_What you need to do:_
**a)** In the passage on Game of Life hashing, which hash function is named the best candidate so far?
**b)** Continue the passage on Game of Life hashing, starting after its last sentence.

_Passage to read:_
******************************

In “Game of Life, hash tables and hash codes” we implemented Conway’s game of Life using Java’s HashMap.
We spent a lot of time (seven articles) optimising hash functions and choosing the best one. The best candidate so far is the function that divides a long value by a big
prime number and returns a remainder; this is the function we’ll be using now. However, the multiplication-based functions also featured quite well, so we mustn’t
forget about them.
Until now we haven’t touched the main algorithm. Now it’s time to do it.
The algorithm
The whole program is in the repository.

******************************

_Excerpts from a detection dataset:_
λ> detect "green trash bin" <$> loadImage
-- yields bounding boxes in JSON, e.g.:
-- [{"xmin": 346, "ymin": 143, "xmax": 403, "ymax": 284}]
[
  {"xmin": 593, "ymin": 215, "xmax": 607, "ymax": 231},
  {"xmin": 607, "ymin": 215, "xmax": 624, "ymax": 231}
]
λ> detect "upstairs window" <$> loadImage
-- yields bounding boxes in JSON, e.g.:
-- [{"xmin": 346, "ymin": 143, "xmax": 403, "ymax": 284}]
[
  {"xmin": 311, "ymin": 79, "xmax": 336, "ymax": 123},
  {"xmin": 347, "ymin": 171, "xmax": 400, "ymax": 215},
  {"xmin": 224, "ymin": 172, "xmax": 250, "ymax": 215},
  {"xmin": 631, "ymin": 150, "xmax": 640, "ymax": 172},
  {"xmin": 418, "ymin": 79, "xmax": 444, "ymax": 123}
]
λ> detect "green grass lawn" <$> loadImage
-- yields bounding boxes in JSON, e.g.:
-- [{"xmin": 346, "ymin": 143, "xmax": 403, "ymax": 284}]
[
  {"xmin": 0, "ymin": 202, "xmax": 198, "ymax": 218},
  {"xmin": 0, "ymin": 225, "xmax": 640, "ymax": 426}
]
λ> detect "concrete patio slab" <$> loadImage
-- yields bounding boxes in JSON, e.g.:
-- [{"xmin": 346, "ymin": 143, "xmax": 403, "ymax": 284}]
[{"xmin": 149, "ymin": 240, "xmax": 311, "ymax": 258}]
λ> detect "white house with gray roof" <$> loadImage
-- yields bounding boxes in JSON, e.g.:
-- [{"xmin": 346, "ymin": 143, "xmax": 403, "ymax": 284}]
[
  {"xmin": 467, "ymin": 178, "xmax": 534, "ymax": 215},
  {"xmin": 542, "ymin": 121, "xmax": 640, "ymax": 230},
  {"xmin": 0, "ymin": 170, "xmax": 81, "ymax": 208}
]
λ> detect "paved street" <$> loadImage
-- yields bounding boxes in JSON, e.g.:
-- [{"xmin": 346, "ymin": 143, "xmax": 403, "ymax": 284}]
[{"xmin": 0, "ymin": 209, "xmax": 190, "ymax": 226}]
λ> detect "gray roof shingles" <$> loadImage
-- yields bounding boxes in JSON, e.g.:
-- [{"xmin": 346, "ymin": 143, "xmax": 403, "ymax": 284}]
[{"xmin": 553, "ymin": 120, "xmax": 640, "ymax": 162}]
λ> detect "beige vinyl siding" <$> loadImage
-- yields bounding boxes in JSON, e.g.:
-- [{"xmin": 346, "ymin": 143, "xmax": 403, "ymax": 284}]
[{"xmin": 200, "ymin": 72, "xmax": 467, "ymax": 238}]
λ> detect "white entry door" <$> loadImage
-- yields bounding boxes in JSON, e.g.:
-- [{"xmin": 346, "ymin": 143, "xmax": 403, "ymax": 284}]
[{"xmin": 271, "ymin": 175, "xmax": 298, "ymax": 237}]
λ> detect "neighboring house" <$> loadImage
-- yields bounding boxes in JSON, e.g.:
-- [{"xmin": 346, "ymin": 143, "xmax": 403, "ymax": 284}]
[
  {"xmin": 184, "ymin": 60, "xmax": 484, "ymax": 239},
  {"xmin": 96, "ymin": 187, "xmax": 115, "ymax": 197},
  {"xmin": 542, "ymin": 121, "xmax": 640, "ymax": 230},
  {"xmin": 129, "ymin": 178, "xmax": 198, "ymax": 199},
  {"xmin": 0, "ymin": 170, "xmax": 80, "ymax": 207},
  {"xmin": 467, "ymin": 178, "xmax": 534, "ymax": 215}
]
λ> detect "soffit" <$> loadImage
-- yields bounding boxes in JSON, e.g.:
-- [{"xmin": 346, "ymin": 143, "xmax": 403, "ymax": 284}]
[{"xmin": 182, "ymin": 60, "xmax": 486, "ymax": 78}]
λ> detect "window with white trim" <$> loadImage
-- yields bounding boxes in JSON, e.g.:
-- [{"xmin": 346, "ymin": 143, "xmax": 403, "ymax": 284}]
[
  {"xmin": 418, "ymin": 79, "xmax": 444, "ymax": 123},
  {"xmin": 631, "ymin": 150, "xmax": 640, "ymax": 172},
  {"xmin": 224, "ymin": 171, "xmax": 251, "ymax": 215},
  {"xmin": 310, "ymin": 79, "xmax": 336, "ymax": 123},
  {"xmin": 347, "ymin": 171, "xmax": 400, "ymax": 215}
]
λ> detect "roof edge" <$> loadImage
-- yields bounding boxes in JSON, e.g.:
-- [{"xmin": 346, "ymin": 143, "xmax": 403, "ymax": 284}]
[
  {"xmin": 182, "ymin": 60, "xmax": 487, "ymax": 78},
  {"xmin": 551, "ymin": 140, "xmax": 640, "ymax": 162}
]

******************************

_Results of the tasks:_
**a)** The function that divides a long value by a big prime number and returns the remainder.

**b)**
The main class is called Life, and the actual Life implementation is called Hash_LongPoint. The code is short, so we can quote it here fully:
public abstract class LongPoint
{
public static abstract class Factory
{
public abstract LongPoint create (long v);
public LongPoint create (int x, int y)
{
return create (fromPoint (x, y));
}
}
final long v;
protected LongPoint (long v)
{
this.v = v;
}
public LongPoint (int x, int y)
{
this.v = fromPoint (x, y);
}
public Point toPoint ()
{
return LongUtil.toPoint (v);
}
@Override
public boolean equals (Object v2)
{
return ((LongPoint) v2).v == v;
}
@Override
public String toString ()
{
return toPoint().toString ();
}
}
final class Hash_LongPoint extends Worker
{
public static final int HASH_SIZE = 8192;
private final LongPoint.Factory factory;
private HashSet<LongPoint> field = new HashSet<LongPoint> (HASH_SIZE);
private HashMap<LongPoint, Integer> counts
= new HashMap<LongPoint, Integer> (HASH_SIZE);
public Hash_LongPoint (LongPoint.Factory factory)
{
this.factory = factory;
}
@Override
public String getName ()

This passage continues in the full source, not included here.